Could you copy out the data from its start through the line containing "<point>146,248</point>", both ends included, raising each coordinate after the "Target:" line by 62 and keeping everything else unchanged? Omit the picture.

--- start of Provided material ---

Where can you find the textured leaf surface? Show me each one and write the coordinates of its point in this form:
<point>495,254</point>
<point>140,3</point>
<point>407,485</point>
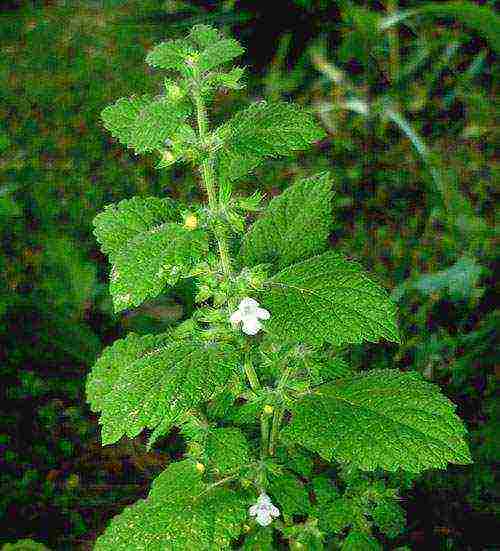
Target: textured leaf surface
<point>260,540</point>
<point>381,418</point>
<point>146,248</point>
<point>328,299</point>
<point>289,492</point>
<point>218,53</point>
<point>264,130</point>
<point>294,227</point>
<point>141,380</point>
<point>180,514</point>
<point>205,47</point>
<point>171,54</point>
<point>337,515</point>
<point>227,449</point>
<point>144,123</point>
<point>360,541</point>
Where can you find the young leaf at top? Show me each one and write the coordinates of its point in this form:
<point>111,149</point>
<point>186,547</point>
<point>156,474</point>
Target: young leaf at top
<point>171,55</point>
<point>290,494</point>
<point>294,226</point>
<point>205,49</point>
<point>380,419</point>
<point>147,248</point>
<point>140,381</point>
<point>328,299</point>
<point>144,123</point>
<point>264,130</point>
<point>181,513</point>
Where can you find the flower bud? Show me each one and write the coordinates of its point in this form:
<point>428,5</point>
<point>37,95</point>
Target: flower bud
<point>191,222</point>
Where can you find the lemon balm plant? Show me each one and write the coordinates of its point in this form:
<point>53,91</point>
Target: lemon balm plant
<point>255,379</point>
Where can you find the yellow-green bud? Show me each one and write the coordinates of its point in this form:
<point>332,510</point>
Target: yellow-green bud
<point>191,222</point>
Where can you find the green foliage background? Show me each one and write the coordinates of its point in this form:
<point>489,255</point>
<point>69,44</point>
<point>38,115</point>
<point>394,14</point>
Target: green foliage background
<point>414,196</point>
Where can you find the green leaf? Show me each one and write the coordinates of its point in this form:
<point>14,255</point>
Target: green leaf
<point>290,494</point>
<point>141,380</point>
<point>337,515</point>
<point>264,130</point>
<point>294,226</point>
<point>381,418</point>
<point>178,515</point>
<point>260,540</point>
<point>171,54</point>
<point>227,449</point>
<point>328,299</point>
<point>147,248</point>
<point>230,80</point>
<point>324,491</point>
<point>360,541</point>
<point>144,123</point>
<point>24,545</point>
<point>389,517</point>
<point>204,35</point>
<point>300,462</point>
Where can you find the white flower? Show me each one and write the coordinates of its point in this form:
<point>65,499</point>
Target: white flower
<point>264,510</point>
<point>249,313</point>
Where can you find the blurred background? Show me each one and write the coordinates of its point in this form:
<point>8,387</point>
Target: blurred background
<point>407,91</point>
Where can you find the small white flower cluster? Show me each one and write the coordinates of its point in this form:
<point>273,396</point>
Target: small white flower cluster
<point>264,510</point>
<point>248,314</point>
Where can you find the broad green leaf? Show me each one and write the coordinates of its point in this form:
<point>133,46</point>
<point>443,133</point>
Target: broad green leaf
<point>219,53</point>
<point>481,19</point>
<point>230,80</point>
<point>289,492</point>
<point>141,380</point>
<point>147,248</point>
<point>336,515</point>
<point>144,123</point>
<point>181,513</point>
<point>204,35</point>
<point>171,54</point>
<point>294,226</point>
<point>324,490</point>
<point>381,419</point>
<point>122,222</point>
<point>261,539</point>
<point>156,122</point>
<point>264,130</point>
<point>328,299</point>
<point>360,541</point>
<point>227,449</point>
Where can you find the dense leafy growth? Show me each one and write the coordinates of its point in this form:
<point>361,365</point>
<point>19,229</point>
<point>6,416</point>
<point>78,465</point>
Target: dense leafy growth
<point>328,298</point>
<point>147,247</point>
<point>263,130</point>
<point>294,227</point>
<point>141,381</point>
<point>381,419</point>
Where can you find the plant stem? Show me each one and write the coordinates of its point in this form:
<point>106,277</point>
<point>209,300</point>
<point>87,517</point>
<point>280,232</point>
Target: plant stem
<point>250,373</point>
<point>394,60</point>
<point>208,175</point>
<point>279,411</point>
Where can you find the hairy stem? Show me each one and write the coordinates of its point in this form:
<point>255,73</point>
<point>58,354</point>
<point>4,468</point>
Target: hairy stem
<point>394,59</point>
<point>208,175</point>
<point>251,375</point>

--- end of Provided material ---

Exercise solution >>
Where can you find the textured leaf surface? Show me each one and write the coordinates of its point in this form:
<point>495,254</point>
<point>140,3</point>
<point>407,485</point>
Target: textured leaf surface
<point>322,602</point>
<point>443,480</point>
<point>208,310</point>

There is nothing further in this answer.